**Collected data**
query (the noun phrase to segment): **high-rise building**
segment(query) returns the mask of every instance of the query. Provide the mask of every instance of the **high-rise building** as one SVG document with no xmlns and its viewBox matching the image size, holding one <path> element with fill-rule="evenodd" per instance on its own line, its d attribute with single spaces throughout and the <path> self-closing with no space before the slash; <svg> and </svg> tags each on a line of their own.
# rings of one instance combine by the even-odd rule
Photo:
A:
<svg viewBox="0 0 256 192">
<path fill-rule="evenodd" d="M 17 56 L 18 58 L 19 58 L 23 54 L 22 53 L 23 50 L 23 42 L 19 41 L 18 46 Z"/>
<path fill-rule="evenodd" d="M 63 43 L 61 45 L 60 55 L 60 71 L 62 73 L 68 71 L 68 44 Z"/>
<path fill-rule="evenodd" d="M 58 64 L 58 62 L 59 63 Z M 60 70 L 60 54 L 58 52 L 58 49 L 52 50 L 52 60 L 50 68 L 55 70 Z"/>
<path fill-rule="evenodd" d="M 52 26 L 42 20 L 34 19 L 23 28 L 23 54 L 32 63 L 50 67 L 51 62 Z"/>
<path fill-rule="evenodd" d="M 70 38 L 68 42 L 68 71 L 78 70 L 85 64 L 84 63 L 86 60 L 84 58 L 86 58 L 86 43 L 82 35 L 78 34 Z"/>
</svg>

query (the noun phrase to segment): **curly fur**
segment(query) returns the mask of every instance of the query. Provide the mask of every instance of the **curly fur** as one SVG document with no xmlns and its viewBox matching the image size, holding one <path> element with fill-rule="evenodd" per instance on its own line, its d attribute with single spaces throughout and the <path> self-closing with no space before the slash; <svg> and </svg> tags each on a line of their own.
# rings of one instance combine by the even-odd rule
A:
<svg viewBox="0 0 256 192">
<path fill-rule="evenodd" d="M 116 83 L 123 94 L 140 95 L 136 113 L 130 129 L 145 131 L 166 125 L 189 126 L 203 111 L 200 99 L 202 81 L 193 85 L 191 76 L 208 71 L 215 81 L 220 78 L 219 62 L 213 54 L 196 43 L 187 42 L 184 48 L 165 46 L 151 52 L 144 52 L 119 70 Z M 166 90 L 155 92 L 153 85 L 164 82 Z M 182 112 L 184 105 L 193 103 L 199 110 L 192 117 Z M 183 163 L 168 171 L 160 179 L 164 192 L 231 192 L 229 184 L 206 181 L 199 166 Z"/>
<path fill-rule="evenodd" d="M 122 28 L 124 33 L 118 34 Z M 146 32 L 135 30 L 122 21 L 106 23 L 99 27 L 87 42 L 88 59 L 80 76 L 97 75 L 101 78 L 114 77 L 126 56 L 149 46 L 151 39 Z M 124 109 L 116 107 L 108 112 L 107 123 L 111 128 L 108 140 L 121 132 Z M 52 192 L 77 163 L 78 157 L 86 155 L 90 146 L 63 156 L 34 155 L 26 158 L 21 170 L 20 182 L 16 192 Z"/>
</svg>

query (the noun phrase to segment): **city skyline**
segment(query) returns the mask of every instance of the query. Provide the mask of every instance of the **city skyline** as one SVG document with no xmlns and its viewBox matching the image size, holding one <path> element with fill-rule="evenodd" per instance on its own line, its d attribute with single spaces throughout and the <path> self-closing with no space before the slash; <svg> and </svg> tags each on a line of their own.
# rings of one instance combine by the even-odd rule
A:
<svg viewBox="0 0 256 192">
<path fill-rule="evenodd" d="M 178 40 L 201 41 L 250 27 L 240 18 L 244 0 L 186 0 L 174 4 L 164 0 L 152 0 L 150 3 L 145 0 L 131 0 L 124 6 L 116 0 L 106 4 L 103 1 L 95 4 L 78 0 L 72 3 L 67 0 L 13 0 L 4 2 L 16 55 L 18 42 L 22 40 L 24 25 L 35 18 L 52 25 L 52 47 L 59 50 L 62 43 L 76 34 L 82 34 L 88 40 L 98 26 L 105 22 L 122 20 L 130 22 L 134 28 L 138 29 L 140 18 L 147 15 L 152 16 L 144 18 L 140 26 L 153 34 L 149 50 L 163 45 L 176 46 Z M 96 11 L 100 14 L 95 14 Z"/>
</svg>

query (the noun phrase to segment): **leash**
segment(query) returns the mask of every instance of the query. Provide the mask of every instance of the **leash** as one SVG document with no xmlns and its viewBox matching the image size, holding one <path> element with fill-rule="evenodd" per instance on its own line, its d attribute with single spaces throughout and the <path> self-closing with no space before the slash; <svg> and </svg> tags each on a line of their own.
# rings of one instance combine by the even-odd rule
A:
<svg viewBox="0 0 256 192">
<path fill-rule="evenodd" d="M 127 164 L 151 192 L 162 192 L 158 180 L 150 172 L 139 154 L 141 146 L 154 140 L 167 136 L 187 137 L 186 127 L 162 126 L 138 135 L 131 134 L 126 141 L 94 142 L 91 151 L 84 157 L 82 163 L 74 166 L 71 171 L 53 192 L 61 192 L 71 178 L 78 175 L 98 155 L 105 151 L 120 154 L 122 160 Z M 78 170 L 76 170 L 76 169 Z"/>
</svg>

**Task instructions**
Change "even-odd rule" to "nonzero winding rule" throughout the records and leave everything else as it is.

**Task answer**
query (the noun phrase to segment): **high-rise building**
segment(query) returns the mask of every instance of the query. Provide the mask of every instance of the **high-rise building** as one SVG document with no xmlns and its viewBox matching the image size, holding one <path> element with fill-rule="evenodd" per instance on its own line, its d attribute with single spaces throughout and the <path> self-closing with no space before the slash; <svg> and </svg> tags each on a line of their own.
# rings of one instance combine by the nonzero winding rule
Photo:
A:
<svg viewBox="0 0 256 192">
<path fill-rule="evenodd" d="M 17 56 L 18 58 L 19 58 L 23 54 L 22 53 L 23 50 L 23 42 L 19 41 L 18 46 Z"/>
<path fill-rule="evenodd" d="M 63 43 L 61 45 L 60 55 L 60 71 L 62 73 L 68 71 L 68 44 Z"/>
<path fill-rule="evenodd" d="M 58 64 L 58 62 L 59 63 Z M 60 70 L 60 54 L 58 52 L 58 49 L 52 50 L 52 60 L 50 68 L 55 70 Z"/>
<path fill-rule="evenodd" d="M 52 26 L 42 20 L 34 19 L 23 28 L 23 54 L 32 63 L 50 67 L 51 62 Z"/>
<path fill-rule="evenodd" d="M 70 38 L 68 42 L 68 71 L 78 70 L 85 64 L 84 63 L 86 60 L 84 58 L 86 58 L 86 43 L 82 35 L 78 34 Z"/>
</svg>

query (the noun phrase to segment): **curly fur**
segment(query) returns the mask of every instance of the query. Provide the mask of every instance of the **curly fur** as one SVG document with no xmlns and its viewBox matching the image size, holding one <path> element with fill-rule="evenodd" per instance on its own line, its d attribute with single spaces throughout and the <path> self-closing with no space before the slash; <svg> and </svg> tags each on a line of their own.
# rings of one instance combine by the nonzero winding rule
A:
<svg viewBox="0 0 256 192">
<path fill-rule="evenodd" d="M 116 83 L 123 94 L 140 95 L 136 113 L 130 129 L 145 131 L 166 125 L 189 126 L 203 111 L 200 99 L 202 81 L 193 85 L 191 76 L 208 71 L 215 81 L 220 78 L 219 62 L 213 54 L 196 43 L 187 42 L 184 48 L 165 46 L 151 52 L 144 52 L 119 70 Z M 166 90 L 155 92 L 153 85 L 164 82 Z M 182 112 L 184 105 L 193 103 L 199 110 L 192 117 Z M 183 163 L 168 171 L 160 179 L 164 192 L 231 192 L 229 184 L 206 181 L 199 166 Z"/>
<path fill-rule="evenodd" d="M 122 28 L 124 33 L 118 34 Z M 146 32 L 135 30 L 122 21 L 106 23 L 99 27 L 87 42 L 88 59 L 80 76 L 97 75 L 101 78 L 114 77 L 126 56 L 149 46 L 151 39 Z M 124 109 L 116 107 L 108 112 L 107 123 L 111 128 L 108 140 L 121 132 Z M 52 192 L 77 163 L 78 157 L 86 155 L 90 146 L 63 156 L 34 155 L 26 158 L 21 170 L 20 182 L 16 192 Z"/>
</svg>

query (the noun phrase to segment): **city skyline**
segment(query) returns the mask of every instance of the query. Provide the mask of every instance of the **city skyline** as one SVG document with no xmlns and its viewBox matching the image size, holding one <path> element with fill-rule="evenodd" per instance on its own line, its d attribute with single spaces throughout and the <path> self-closing with no space before the slash; <svg> and </svg> tags each on a line of their own.
# rings of one instance combine by the nonzero winding rule
A:
<svg viewBox="0 0 256 192">
<path fill-rule="evenodd" d="M 178 40 L 201 41 L 250 27 L 240 18 L 244 0 L 186 0 L 174 4 L 164 0 L 152 0 L 150 3 L 145 0 L 131 0 L 124 6 L 116 0 L 106 4 L 103 1 L 95 4 L 78 0 L 72 3 L 67 0 L 13 0 L 4 2 L 16 55 L 18 42 L 22 40 L 24 25 L 35 18 L 52 25 L 52 47 L 59 50 L 62 43 L 76 34 L 82 34 L 88 40 L 98 26 L 105 22 L 122 20 L 130 22 L 134 28 L 138 29 L 140 18 L 147 15 L 152 16 L 144 18 L 140 26 L 153 34 L 149 50 L 163 45 L 176 46 Z M 96 11 L 100 14 L 95 14 Z"/>
</svg>

query (the noun phrase to segment): **leash**
segment(query) returns the mask of every instance of the query. Provide the mask of every instance of the **leash** as one SVG document with no xmlns and its viewBox matching the image size, holding one <path> element with fill-rule="evenodd" per instance on its own line, its d attribute with single spaces throughout and the <path> self-closing with no space before the slash; <svg> and </svg> tags each on a line of their own.
# rings of one instance combine by the nonzero winding rule
A:
<svg viewBox="0 0 256 192">
<path fill-rule="evenodd" d="M 127 164 L 151 192 L 162 192 L 158 180 L 150 172 L 139 154 L 141 146 L 154 140 L 167 136 L 187 137 L 186 127 L 162 126 L 138 135 L 131 134 L 126 141 L 94 142 L 91 151 L 84 157 L 82 163 L 74 166 L 71 171 L 53 192 L 61 192 L 71 178 L 78 175 L 98 155 L 105 151 L 120 154 L 122 160 Z M 78 170 L 76 170 L 76 169 Z"/>
</svg>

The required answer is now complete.